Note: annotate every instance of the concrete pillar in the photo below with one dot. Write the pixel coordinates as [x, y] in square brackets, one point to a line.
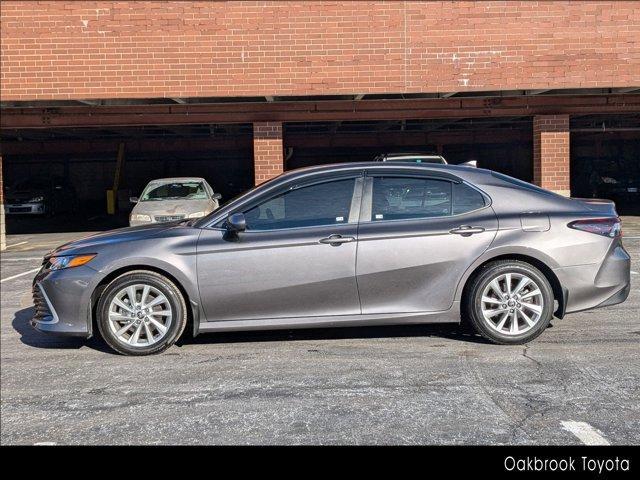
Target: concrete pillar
[551, 153]
[3, 242]
[268, 152]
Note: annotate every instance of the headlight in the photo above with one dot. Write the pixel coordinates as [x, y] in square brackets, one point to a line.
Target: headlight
[196, 215]
[69, 261]
[141, 218]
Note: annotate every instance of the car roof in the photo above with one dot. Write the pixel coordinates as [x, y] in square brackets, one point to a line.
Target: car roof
[412, 154]
[377, 166]
[177, 179]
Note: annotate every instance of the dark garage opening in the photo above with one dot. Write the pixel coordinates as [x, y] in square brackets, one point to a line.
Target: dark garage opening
[504, 144]
[87, 158]
[605, 159]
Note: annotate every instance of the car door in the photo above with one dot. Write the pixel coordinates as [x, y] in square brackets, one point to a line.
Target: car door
[416, 238]
[295, 259]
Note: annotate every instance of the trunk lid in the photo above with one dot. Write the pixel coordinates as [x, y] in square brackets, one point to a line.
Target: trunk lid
[600, 206]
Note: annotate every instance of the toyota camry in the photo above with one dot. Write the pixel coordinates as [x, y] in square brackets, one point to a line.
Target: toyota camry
[344, 245]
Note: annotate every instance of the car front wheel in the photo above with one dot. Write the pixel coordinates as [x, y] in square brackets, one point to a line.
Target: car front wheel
[141, 313]
[509, 302]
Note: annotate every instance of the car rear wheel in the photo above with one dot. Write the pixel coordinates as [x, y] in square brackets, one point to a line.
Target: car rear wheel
[509, 302]
[141, 313]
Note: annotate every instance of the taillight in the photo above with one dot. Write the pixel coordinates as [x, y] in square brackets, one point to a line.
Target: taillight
[609, 227]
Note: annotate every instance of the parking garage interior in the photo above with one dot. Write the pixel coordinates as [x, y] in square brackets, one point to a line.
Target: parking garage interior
[604, 149]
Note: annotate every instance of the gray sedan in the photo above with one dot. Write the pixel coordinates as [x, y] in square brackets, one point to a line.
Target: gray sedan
[344, 245]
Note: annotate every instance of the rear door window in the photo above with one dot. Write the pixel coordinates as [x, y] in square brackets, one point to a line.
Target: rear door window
[400, 198]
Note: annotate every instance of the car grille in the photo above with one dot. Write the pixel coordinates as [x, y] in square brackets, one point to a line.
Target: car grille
[43, 313]
[168, 218]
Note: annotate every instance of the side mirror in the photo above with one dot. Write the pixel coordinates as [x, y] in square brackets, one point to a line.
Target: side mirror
[236, 222]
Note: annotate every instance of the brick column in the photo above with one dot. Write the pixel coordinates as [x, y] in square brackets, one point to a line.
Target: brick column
[268, 153]
[551, 153]
[3, 243]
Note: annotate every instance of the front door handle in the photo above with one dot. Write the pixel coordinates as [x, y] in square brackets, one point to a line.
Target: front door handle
[337, 240]
[466, 230]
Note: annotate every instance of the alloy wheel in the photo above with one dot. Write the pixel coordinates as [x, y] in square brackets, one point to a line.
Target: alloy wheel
[140, 315]
[512, 303]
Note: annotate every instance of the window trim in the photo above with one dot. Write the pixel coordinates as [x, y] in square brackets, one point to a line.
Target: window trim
[367, 202]
[354, 206]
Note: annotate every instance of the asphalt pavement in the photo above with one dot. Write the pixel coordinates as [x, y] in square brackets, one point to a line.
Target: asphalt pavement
[578, 383]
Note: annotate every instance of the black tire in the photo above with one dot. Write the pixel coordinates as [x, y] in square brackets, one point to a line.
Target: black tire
[166, 287]
[472, 301]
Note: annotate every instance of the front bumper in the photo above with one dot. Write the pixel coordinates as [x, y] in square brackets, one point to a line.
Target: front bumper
[598, 284]
[24, 208]
[62, 301]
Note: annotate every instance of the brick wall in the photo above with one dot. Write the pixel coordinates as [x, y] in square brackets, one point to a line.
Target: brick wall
[69, 49]
[3, 243]
[267, 150]
[551, 153]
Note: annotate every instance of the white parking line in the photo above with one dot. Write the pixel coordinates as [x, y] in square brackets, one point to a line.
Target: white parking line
[585, 433]
[16, 244]
[19, 275]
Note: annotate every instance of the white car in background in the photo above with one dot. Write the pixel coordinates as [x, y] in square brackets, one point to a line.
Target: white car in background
[171, 199]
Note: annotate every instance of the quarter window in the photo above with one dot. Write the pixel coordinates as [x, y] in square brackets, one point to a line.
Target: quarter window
[316, 205]
[466, 199]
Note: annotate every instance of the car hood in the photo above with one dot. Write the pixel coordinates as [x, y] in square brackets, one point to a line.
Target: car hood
[93, 242]
[25, 193]
[172, 207]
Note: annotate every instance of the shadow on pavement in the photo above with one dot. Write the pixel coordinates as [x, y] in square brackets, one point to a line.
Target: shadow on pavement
[448, 331]
[33, 338]
[19, 225]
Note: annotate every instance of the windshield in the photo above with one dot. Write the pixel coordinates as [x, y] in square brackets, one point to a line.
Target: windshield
[174, 191]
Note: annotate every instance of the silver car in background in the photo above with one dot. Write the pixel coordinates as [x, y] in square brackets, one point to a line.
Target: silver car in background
[170, 199]
[375, 243]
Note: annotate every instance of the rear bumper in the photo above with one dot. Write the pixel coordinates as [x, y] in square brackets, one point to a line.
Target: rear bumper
[599, 284]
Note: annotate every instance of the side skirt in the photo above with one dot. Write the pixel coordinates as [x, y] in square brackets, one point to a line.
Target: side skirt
[447, 316]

→ DIRECTIONS
Please rewrite the lines above, from the line containing "Note: annotate every instance of the side skirt" through the last line, inclusive, with the requests kept. Multiply each coordinate in the answers by 0.9 and round to the nearest whole number, rounding halves up.

→ RESULT
Note: annotate every instance of the side skirt in the photo above with one dot. Write the pixel coordinates as [x, y] in square brackets, one point to a line.
Target: side skirt
[402, 284]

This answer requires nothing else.